__Set exercise__: Leave out the pictures and print precisely the lines from the line with "the statue's leg" to the final line of the entries, both ends included.

__Provided information__:
* Start *

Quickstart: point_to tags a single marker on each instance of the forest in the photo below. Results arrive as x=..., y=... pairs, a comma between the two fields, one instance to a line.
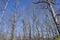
x=29, y=19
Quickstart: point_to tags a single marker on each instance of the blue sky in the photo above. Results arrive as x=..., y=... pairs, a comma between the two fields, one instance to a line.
x=24, y=7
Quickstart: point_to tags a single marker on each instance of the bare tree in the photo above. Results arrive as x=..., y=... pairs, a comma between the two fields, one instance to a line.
x=49, y=2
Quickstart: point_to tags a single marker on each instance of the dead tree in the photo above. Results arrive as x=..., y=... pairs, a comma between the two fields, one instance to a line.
x=52, y=12
x=13, y=27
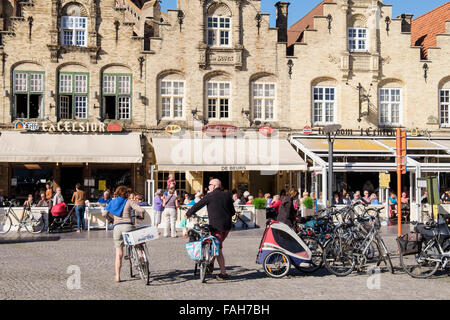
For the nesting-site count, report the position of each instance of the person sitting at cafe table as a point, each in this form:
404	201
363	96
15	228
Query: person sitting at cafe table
105	199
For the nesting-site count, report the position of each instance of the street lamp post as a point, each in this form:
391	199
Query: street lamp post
329	130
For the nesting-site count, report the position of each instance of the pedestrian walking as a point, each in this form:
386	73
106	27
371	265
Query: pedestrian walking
170	204
157	208
220	212
119	212
78	199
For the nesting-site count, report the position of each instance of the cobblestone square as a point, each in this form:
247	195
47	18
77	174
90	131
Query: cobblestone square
39	267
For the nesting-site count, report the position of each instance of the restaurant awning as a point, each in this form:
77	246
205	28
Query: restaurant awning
45	147
226	154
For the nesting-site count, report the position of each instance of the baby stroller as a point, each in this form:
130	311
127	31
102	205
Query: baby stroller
63	219
279	248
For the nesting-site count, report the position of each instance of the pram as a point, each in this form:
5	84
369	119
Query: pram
280	247
63	219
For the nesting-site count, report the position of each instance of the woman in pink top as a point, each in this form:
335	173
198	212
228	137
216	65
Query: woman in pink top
276	203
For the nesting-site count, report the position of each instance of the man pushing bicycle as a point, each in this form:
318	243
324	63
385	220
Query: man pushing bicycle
220	213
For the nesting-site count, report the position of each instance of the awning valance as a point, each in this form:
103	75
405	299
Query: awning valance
226	154
45	147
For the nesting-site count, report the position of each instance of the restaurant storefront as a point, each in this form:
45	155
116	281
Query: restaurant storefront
249	161
98	161
359	161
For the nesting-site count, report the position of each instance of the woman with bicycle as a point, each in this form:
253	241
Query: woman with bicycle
119	210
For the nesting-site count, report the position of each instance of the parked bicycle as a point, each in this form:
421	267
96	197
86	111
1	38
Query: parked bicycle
202	246
427	249
356	242
29	221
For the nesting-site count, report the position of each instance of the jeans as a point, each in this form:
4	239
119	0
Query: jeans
170	219
79	212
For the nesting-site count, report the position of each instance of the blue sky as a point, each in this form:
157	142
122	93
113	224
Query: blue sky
299	8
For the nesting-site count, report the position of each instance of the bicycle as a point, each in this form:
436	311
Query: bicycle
29	221
203	244
138	256
348	248
424	258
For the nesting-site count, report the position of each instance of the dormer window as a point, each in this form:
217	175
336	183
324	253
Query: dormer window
73	27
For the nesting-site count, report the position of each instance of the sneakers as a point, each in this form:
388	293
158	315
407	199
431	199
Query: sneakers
222	277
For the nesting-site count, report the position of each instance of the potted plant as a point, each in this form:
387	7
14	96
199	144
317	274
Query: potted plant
260	211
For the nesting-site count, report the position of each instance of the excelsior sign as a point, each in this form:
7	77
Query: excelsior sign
74	126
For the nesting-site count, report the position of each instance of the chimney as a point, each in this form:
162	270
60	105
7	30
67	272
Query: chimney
406	22
282	11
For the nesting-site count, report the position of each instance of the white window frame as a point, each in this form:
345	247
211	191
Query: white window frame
217	98
73	24
171	96
217	31
324	101
263	100
357	38
390	123
444	104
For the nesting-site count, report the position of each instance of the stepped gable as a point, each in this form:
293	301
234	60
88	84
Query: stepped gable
307	22
425	28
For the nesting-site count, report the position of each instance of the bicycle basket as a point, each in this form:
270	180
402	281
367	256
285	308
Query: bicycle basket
410	243
194	250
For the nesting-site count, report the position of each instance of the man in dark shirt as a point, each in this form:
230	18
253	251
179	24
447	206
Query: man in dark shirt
220	212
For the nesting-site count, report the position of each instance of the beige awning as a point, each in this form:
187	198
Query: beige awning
45	147
230	154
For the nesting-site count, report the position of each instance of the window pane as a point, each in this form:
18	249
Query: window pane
36	82
65	83
81	107
80	83
20	82
109	84
124	108
124	84
212	108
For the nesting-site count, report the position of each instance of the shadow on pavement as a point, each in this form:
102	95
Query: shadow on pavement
20	239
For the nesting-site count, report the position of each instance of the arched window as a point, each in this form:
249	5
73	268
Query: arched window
219	26
444	102
264	98
324	101
218	96
358	34
172	96
74	26
390	103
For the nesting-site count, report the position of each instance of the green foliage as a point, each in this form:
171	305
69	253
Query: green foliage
308	203
259	203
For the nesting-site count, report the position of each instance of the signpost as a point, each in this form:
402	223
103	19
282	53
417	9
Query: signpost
401	169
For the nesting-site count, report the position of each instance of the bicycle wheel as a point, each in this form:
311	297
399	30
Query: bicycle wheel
384	255
5	223
423	264
205	261
276	264
337	258
142	262
33	225
317	255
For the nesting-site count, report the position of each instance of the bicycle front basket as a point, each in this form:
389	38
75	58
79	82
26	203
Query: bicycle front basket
194	250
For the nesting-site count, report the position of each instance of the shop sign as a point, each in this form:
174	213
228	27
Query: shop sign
114	127
266	130
220	129
173	128
32	126
432	120
385	179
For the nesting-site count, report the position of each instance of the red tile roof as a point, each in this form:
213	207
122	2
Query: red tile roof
307	22
425	28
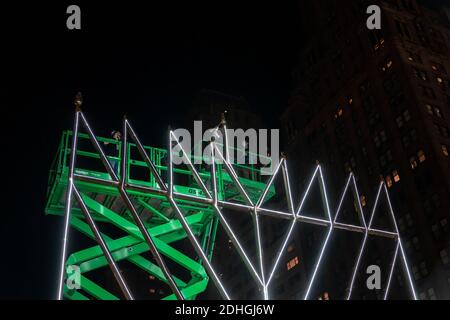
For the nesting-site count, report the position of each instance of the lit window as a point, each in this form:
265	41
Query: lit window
413	162
396	176
338	113
399	121
409	220
292	263
444	257
423	268
444	150
444	225
388	181
438	112
363	200
416	272
431	294
421	156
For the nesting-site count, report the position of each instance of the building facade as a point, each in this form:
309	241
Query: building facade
377	103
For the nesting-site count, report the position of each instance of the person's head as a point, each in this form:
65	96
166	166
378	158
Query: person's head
116	135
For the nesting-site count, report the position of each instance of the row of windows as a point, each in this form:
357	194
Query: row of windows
421	74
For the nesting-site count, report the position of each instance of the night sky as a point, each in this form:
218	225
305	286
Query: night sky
145	61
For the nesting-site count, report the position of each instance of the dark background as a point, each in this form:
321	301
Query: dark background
146	61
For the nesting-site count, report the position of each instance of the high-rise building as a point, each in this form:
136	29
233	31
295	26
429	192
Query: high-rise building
377	103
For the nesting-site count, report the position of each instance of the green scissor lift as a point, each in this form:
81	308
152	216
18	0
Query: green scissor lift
105	205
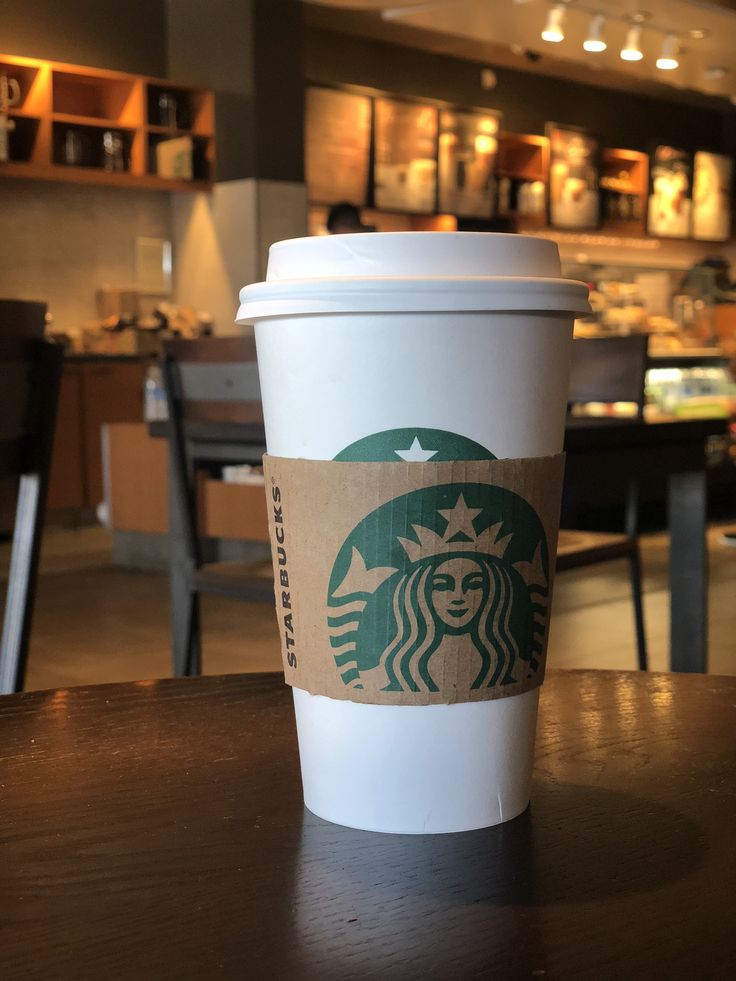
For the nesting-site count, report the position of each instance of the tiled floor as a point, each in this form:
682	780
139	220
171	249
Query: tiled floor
96	623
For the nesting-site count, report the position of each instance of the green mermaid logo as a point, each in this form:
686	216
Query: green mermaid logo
441	569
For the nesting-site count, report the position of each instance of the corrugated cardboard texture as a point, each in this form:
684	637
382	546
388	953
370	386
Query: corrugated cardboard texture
414	583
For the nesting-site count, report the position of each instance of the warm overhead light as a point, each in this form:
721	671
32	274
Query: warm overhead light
714	73
631	50
594	41
667	61
553	28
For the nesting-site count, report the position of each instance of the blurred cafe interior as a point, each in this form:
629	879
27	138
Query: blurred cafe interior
176	800
151	152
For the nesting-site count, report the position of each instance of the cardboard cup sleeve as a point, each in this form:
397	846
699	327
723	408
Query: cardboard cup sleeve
414	583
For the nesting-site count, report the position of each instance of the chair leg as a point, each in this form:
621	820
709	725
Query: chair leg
21	586
194	646
636	593
185	633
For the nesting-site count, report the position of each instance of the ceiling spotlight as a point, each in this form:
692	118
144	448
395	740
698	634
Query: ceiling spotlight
714	73
667	61
631	50
594	41
553	28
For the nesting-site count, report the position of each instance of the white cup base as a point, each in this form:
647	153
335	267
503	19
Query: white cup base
433	769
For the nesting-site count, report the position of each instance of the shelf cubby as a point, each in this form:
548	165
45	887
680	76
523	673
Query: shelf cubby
58	99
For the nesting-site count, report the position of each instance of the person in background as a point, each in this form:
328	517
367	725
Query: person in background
344	218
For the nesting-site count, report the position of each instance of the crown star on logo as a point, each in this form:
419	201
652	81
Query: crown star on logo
460	535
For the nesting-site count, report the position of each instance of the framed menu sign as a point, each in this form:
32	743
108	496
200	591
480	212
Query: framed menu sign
338	136
712	187
405	156
467	161
670	192
574	198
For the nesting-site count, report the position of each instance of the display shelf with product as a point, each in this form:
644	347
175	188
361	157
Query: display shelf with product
522	170
624	182
89	125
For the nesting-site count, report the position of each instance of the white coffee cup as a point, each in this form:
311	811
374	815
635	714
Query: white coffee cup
468	333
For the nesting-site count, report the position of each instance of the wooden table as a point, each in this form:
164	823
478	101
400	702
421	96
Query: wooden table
602	456
156	831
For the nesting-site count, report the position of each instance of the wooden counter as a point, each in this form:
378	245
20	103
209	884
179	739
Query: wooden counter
95	390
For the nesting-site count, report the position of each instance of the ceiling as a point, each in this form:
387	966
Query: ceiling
508	33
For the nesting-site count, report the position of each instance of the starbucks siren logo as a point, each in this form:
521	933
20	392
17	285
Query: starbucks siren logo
460	563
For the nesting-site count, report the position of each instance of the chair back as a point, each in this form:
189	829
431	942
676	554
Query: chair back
609	369
214	380
30	369
21	353
211	385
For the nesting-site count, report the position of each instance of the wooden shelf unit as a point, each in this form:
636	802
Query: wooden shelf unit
57	98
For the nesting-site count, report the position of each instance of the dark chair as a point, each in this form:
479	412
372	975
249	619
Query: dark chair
30	369
610	369
211	386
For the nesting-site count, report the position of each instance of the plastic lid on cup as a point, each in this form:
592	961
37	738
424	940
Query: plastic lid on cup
412	272
413	254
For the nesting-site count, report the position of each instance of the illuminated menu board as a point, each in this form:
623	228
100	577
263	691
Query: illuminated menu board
670	192
712	188
338	134
405	156
574	198
468	146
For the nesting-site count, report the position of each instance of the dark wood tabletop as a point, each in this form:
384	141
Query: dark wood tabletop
156	831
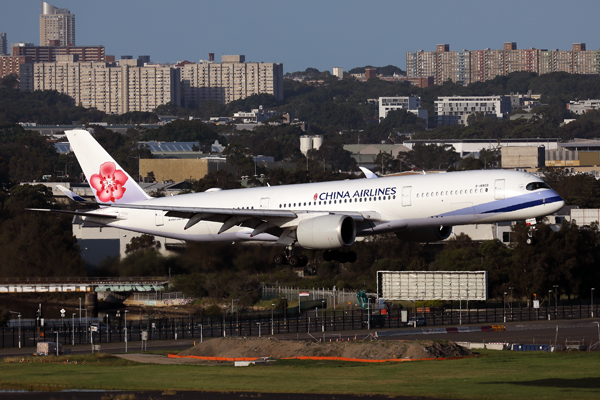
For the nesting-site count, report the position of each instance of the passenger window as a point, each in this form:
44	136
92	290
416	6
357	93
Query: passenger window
537	185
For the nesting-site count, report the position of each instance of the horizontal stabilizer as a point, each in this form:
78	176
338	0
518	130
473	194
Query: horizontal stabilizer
368	173
73	196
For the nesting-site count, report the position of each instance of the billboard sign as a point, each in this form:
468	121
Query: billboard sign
432	285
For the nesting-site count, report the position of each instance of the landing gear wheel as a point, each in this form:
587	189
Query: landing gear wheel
351	256
293	261
279	259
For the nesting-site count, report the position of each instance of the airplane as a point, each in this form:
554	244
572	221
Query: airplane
326	216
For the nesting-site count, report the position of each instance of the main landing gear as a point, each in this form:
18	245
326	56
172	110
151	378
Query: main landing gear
339	256
289	258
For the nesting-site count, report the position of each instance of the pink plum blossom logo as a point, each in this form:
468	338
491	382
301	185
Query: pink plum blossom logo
110	183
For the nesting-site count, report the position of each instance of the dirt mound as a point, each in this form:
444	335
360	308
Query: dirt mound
372	350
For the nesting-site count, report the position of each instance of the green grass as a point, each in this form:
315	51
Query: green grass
498	375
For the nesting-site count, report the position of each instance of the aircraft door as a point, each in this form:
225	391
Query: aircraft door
406	196
158	218
499	189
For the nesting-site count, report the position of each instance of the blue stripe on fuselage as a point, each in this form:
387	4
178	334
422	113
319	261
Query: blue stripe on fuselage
506	205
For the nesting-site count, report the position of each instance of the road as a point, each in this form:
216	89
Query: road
526	332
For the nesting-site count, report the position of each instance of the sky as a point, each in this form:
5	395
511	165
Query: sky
308	33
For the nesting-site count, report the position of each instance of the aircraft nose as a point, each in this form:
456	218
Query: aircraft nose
555	200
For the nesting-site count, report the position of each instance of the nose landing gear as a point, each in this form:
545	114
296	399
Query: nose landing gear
289	258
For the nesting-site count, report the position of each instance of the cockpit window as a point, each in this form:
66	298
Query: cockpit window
537	185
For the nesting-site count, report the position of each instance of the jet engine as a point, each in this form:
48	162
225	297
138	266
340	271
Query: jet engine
326	232
425	235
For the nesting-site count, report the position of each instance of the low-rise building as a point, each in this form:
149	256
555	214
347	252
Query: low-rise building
452	110
583	106
411	104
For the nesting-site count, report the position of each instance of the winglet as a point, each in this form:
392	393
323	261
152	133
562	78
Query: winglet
368	173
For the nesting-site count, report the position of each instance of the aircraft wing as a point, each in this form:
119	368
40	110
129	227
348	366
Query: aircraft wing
82	213
260	220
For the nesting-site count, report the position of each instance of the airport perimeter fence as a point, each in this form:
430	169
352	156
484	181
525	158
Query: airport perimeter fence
319	323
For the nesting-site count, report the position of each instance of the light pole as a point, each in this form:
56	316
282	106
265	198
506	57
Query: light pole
284	310
126	311
73	328
511	300
592	299
19	318
504	306
272	326
555	298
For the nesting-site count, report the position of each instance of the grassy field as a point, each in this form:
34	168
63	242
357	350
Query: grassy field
496	375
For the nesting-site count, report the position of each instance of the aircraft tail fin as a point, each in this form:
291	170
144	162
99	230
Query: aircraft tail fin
109	182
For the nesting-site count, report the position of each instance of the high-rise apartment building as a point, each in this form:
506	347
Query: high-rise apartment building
3	44
338	72
57	26
230	80
114	90
464	67
49	53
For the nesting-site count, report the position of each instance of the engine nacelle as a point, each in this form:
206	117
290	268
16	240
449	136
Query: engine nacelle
326	232
425	235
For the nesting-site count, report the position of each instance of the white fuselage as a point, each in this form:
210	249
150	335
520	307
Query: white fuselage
389	204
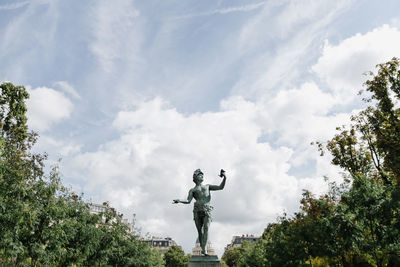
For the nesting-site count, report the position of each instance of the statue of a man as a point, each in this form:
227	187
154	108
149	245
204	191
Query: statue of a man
202	208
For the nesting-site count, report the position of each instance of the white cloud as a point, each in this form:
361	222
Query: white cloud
14	5
152	162
341	66
46	107
66	87
114	32
278	67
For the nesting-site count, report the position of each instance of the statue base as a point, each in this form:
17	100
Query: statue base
204	261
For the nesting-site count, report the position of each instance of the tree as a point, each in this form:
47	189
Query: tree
175	257
43	223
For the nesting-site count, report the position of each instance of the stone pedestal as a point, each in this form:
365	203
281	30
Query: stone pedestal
204	261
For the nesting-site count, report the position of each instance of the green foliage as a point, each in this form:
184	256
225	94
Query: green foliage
356	223
175	257
43	223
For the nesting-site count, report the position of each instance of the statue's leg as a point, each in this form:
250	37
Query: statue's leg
206	225
198	221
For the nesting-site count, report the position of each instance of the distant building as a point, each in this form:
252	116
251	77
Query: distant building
161	244
238	240
197	249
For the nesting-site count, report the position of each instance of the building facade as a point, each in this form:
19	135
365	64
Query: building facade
161	244
196	251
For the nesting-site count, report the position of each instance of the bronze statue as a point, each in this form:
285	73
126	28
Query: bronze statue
202	208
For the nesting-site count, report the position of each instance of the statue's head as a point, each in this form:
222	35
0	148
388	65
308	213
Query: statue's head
197	176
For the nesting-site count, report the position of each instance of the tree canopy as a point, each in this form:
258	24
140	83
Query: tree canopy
356	223
42	222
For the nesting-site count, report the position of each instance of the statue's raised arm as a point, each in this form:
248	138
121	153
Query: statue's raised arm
202	208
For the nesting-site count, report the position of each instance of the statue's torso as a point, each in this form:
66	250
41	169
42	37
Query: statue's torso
201	194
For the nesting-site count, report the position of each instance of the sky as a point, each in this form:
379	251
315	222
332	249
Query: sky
133	96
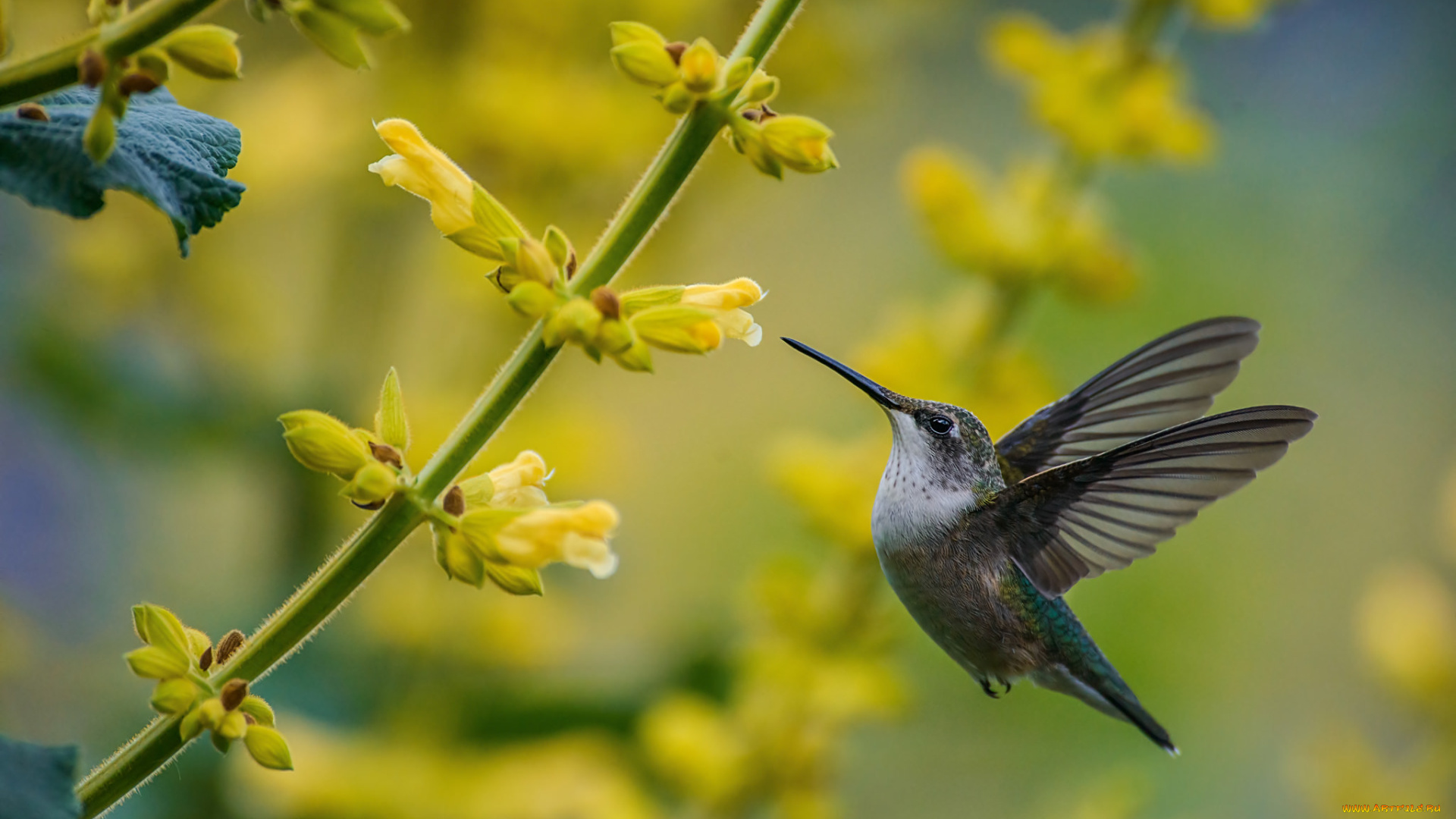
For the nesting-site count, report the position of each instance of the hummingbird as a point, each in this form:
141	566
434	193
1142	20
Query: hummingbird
982	539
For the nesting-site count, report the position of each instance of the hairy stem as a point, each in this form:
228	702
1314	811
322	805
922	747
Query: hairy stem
55	69
329	588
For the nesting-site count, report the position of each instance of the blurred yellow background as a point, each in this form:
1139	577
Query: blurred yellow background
1298	640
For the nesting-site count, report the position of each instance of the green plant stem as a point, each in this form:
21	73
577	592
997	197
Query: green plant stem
55	69
329	588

* End *

__Full answer__:
For the nesting-site count, report the position of each instance of the statue's leg as a point, each in this form:
250	37
Query: statue's leg
206	225
198	221
For the nesting-site count, report the position of each instance of the distant building as a point, each in this form:
252	116
251	77
Query: distant building
161	244
238	240
197	249
For the nesting-site count, report the position of each instance of the building facade as a point, each in this form:
19	135
365	64
Query: building facade
161	244
196	251
For the nesting-site count, report the position of each instance of the bronze statue as a point, each in this form:
285	73
126	28
Query: bronze statue
202	208
For the nesting-site count, report the position of each instance of the statue's head as a point, each in this form:
222	35
0	148
388	65
308	213
Query: statue's head
197	176
For the nesting-site count, report the position of each instance of the tree canopy as a point, each in this form:
258	24
140	83
Query: tree canopy
356	223
42	222
For the nesting-site count, report the position of each instance of the statue's raised arm as a point, each in this form:
248	138
121	153
Query: statue's raised arm
202	208
For the nesting-site count, report the position of each instance of the statue's torso as a point, each in this form:
66	250
41	169
42	37
Query: statue's torso
201	194
For the nesting-site count, report the position of each instance of the sky as a point, each in this form:
379	251
315	222
332	249
Query: sky
133	96
For the nesting-site count, report the position of each instance of the hummingbird as a point, each in this form:
141	566
434	193
1142	20
Query: hummingbird
982	539
For the nesting-site count, report the position of each instance of the hairy stem as a point, each in this form:
228	702
1314	811
322	805
922	747
Query: hairy stem
55	69
329	588
For the nesting-site count, report the position of each instance of the blurred yellow background as a point, each in this form:
1139	577
Query: blurred yellow background
1298	640
For the nesting-site count, report the position of each instance of the green plant stem as a point, each in this form:
21	73
577	592
997	197
Query: green plant stem
55	69
329	588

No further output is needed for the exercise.